(Beginning of Information shown)

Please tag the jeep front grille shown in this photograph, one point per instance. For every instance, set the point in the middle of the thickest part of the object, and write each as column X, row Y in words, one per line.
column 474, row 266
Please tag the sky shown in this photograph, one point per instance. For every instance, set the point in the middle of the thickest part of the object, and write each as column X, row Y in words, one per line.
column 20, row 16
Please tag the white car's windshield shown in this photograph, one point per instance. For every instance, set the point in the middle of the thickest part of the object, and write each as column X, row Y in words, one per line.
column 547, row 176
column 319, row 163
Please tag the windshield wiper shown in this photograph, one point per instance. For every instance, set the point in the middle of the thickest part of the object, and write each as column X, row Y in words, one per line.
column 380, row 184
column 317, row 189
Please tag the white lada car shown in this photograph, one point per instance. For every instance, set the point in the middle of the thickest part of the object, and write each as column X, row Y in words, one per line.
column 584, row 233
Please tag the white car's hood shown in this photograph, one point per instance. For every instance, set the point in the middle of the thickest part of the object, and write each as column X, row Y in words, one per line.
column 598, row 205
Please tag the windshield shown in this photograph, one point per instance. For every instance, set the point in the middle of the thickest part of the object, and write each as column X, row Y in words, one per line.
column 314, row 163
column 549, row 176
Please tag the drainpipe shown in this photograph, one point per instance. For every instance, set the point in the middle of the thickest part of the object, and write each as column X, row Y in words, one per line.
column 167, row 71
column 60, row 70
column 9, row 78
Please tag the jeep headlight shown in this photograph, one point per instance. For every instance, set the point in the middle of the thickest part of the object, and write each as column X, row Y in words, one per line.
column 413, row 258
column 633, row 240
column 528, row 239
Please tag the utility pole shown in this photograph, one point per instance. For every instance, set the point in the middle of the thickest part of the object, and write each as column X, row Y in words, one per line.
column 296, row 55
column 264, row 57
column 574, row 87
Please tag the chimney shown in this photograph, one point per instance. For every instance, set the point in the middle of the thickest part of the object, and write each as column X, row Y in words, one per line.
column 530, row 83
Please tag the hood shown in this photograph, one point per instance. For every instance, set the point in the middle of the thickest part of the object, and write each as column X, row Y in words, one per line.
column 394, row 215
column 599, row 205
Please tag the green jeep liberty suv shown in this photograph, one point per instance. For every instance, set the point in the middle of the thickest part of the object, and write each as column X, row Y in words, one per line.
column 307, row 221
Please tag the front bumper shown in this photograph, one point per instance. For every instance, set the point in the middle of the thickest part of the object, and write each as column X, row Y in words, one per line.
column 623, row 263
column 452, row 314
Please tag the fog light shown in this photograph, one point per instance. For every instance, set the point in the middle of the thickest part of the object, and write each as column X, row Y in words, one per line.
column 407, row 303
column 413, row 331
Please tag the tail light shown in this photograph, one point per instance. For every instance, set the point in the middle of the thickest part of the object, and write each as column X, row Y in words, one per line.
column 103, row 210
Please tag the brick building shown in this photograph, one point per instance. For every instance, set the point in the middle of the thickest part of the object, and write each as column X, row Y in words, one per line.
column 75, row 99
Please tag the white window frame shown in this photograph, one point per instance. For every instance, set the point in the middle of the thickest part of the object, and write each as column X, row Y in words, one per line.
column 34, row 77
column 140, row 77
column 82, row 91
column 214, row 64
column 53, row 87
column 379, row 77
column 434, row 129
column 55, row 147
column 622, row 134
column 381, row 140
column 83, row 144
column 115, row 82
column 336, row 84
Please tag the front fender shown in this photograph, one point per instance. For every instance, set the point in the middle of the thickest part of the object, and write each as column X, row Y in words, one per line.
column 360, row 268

(End of Information shown)

Exactly as they appear above, the records are to be transcribed in full.

▸ **Expected output**:
Please tag the jeep front grille shown in this photograph, one point per instance. For every instance, set the point in the middle of the thickest part of the object, and write each as column X, row Y in words, one per line.
column 474, row 266
Please tag the sky shown in this photograph, one point per instance. For every instance, set the point in the middle of the thickest part of the object, and write each as column X, row Y in words, one per line.
column 20, row 16
Please tag the white car's windshield shown in this photograph, one point per instance. For every instance, set the point in the middle of the thickest part of the object, and write each as column X, row Y in words, one per line.
column 547, row 176
column 319, row 163
Please tag the windshield wiper shown in this photograph, one point per instance. For every instance, set the point in the middle of the thickest part of the object, and write each as column X, row Y in words, one per line.
column 380, row 184
column 317, row 189
Please tag the white lada car shown in this photograph, one point per instance. For every instance, set the point in the middle of the thickest part of the object, and write each as column X, row Y in words, one per line.
column 584, row 233
Please tag the white car's hood shown in this photograph, one point per instance. For every instance, set the point in the middle of the thickest part of the object, and write each as column X, row Y in words, one per line.
column 598, row 205
Please tag the windshield shown in this photograph, one point per instance. For every instance, set the point in the middle of the thickest part of the object, and write each as column X, row Y in words, one per line.
column 314, row 163
column 549, row 176
Please tag the drainpipe shown in this photograph, one point per instance. For every instance, set the point in the middle of the thickest part of the object, and write each as column X, row Y in words, one per line.
column 167, row 71
column 60, row 70
column 9, row 78
Please tag the jeep headlight shown in this photograph, one point per instance. For every instance, set the point in the middle of the thickest part of the object, and write each as column X, row Y in words, one per line.
column 413, row 258
column 633, row 240
column 528, row 239
Please tag the utility pole shown in this photograph, one point per instance. For every instance, set the point in the middle of the thickest part of the object, and write each as column X, row Y in words, one per line.
column 296, row 55
column 264, row 57
column 574, row 87
Please tag the chimney shown in this photograph, one point per instance. For every instance, set the point in the middle of the thickest part of the object, and write each as column X, row Y in words, one per line.
column 530, row 83
Please tag the hood shown in this photograph, one point per instance. For every instance, set the point in the middle of the thickest part of the object, and write each as column X, row Y in words, one per line.
column 394, row 215
column 599, row 205
Please tag the green jeep liberty suv shown in this photograph, one point per instance. For every instance, set the point in the middle of the thickest part of the object, and write each as column X, row Y in words, one per line.
column 307, row 221
Please tag the front bumper shown in this photograph, one point per instance. For every instance, set the point in the middle of the thickest part of the object, and write each as column X, row Y in words, one per line.
column 623, row 263
column 452, row 314
Please tag the fog light shown in this photograph, one point per instance. For every instance, set the point in the middle of the thickest part of the object, and write each as column X, row Y in words, one per line.
column 407, row 303
column 413, row 331
Please tag the tail light shown in this photograph, one point per instance. For every instance, set the point in the middle of the thickest part of the object, and write each as column X, row Y in words, one per line.
column 103, row 210
Please tag the brick building shown in this photograph, one point per instance. For every instance, set the point in the middle of the thickest part of the object, and write each as column X, row Y in words, one per line.
column 75, row 99
Please tag the white window frame shown in this photograph, one point per instance. For every instance, set the point in the middle of the thickest part of the object, and write each as column X, row Y in words, one per line.
column 34, row 77
column 140, row 77
column 82, row 91
column 214, row 64
column 53, row 87
column 379, row 77
column 434, row 129
column 55, row 147
column 622, row 134
column 381, row 140
column 83, row 144
column 115, row 82
column 336, row 84
Please tag the front fender shown in this photograph, one point per instance. For every instance, set the point in the middle of the thickest part of the object, and write each as column X, row Y in words, one per line.
column 360, row 268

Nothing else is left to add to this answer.